**** Article ****
Maman solo et l’argent : une source d’angoisse récurrente
Par Audrey
J’ai peur, une sorte de boule au ventre encore une fois. Mon fils dort bien au chaud dans son lit alors j’en profite pour faire mes comptes comme on dit, car il faut bien affronter la réalité. Et cette réalité-là, des chiffres qui s’affichent sur mon relevé bancaire, je ne l’aime pas. C’est la valse des débits à n’en plus finir, la catastrophe.
Je le savais, ce n’est pas nouveau, c’est ainsi tous les mois, dès les premiers jours parfois. C’est de pire en pire à chaque connexion sur l’application de ma banque, à chaque tentative pour renflouer mon compte, à chaque pseudo virement pour éviter un découvert comme on colmate une fuite, pour éviter des agios honteux sur un découvert autorisé. Tout ça parce qu’il est dépassé de deux jours ou de dix euros. Mais il arrive un moment où il n’y a plus de virement à effectuer, plus un seul euro vaillant à mettre sur son compte courant. Comment faire pour assumer la suite ? C’est difficile pour tout le monde, ou presque, c’est une réalité.
Mais depuis que je suis maman solo, c’est devenu une source d’angoisse récurrente, dont je ne vois pas l’issue.
Une double culpabilité
Je culpabilise d’abord et surtout de ne pas offrir à mon fils des moments de légèreté, d’amusement, comme je le souhaiterais, un cinéma et la piscine toutes les semaines, un weekend à la mer ou chez Mickey, des vacances, sans avoir à tout compter.
Et, a contrario, je culpabilise également à chaque dépense non essentielle, chaque achat, chaque sortie, chaque écart pour nous rendre la vie plus douce, plus légère, plus joyeuse. Pour me permettre de souffler et de penser, l’espace de quelques instants, à autre chose et oublier les conséquences que cela engendrera.
L’équilibre est précaire entre ces deux sources d’angoisses. Je n’en peux plus de vivre ainsi, sans visibilité, sans faire de projets, sans pouvoir être sereine. A toujours devoir compter, et voir s’aligner des moins. Des débits encore et toujours ; le loyer, les charges, les assurances voiture, santé… Il ne reste rien ou pas grand-chose pour les loisirs, les sorties, les vacances, les imprévus, mais aussi pour faire face aux mauvaises surprises.
**** Extraits de données ****
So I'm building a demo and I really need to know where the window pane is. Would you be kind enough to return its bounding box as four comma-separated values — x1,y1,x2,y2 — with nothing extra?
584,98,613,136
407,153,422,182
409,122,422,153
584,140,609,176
****
## Énoncé
Dans l'article sur l'argent et la vie de maman solo, quels débits sont énumérés après « Des débits encore et toujours » ? Les lignes n'ont aucun rôle ici.

## Réponse complète
Le loyer, les charges et les assurances voiture et santé.